WHAT YOU WILL DO.
Count the lines in the records below that contain the string "path", treating uppercase and lowercase as different. Give only the number.

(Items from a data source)
>> Begin
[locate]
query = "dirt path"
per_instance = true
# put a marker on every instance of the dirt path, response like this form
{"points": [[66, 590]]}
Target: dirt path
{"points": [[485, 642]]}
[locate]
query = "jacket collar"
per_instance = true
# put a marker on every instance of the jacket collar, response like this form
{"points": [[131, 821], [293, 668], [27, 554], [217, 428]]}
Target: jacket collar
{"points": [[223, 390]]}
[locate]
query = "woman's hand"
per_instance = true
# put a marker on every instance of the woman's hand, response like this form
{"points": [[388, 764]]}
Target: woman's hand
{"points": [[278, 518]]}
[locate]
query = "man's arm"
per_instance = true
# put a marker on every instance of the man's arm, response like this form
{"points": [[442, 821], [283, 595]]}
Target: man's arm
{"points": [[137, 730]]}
>> End
>> Begin
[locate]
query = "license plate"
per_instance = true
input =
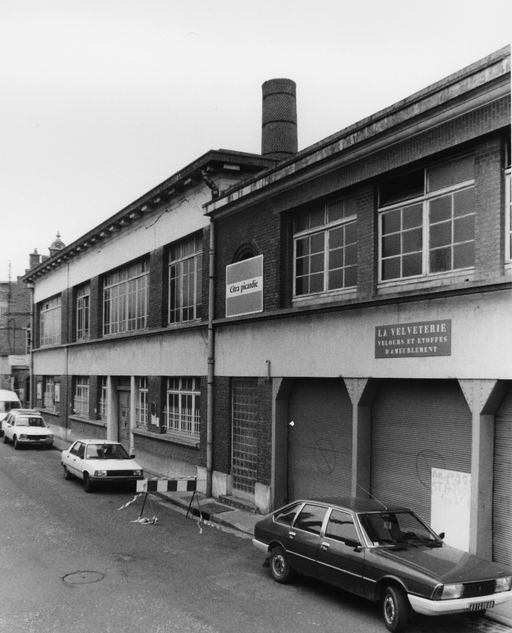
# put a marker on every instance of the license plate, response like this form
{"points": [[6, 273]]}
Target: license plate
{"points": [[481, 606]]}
>> End
>> Begin
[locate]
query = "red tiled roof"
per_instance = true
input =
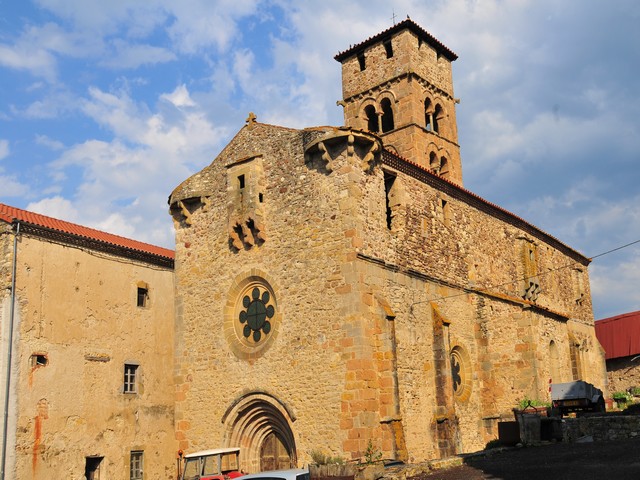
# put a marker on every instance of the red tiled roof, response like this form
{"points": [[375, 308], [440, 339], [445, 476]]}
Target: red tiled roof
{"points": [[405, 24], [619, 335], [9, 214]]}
>> End
FINAL ANSWER.
3